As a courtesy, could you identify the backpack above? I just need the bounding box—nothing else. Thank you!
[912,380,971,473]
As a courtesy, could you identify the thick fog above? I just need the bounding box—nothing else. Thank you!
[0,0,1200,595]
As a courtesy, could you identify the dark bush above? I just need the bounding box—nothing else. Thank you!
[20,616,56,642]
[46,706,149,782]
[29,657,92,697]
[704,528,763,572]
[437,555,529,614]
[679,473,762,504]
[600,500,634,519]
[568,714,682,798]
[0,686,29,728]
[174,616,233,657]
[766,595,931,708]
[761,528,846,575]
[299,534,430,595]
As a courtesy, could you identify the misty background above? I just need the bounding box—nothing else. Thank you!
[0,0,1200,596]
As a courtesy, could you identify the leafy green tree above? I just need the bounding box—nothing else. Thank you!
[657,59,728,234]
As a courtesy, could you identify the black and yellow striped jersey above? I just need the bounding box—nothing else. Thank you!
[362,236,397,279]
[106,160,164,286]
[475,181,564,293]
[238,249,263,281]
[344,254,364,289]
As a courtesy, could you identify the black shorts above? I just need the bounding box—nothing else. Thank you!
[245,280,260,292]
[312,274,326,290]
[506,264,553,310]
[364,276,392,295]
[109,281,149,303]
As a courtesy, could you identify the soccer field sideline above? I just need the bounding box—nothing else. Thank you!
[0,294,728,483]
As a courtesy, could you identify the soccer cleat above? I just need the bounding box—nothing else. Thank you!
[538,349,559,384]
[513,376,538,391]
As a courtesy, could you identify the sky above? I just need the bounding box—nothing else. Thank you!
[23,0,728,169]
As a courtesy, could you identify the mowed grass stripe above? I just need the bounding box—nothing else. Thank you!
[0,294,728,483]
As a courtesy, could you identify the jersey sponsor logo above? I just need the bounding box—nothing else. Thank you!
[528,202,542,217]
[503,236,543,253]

- _Challenge_: Reproduce each of the entries above verbatim, leaving every line unchanged.

- _Solution to the exercise_:
As a courtesy, could you identify the backpack above? I just need the bounding box—nothing else. Thank you!
[912,380,971,473]
As a courtesy, could you identify the thick fog above? I just need the bounding box—nothing else. Thank you!
[0,0,1200,595]
As a courtesy, could you identify the dark bush above? I just need the bounding box—nothing else. Thank you!
[20,616,56,642]
[46,706,149,782]
[29,657,92,697]
[704,528,763,572]
[437,555,529,614]
[679,473,762,504]
[600,500,634,519]
[568,714,682,798]
[0,686,29,728]
[174,616,233,657]
[766,595,931,708]
[761,528,846,575]
[299,534,430,595]
As a courtesy, could you identify the misty background above? I just need the bounding box—nothing else. Thank you!
[0,0,1200,596]
As a courtesy, could you identify the leafy green tree above? I just need the bounding box—nothing else. Thank you!
[657,59,728,234]
As a courtesy, could you identify the black and yellow striped jersey above? I just need the bounding box—nothing else. Thank you!
[362,236,397,279]
[106,160,164,286]
[475,181,564,293]
[238,249,263,281]
[344,254,364,289]
As a courtesy, could you identify the black shorts above? I just need the bounding box—nothing else. Thank you!
[245,280,260,292]
[312,274,326,290]
[506,264,553,310]
[364,276,392,295]
[109,281,149,303]
As a courtesy, could you identify the soccer field sideline above? I just need the bounding box—nothing else. Thank you!
[0,294,728,483]
As a courtesy, could you identify the soccer cleat above? I just need the bounding box—nothing else. Thank you!
[538,349,559,384]
[513,376,538,391]
As a courtesy, could you identify the sky above? I just need the bounding box—nothing else. Thank you!
[23,0,728,169]
As a courtesy, could you identify the mowed grass stripe above? I just need the bounding box—nothing else. Thank you!
[0,294,728,483]
As a courtesy, could you identify the jersey sponsor logo above? I just need the bounding box—nothing else. Thank you!
[528,202,542,217]
[503,236,543,253]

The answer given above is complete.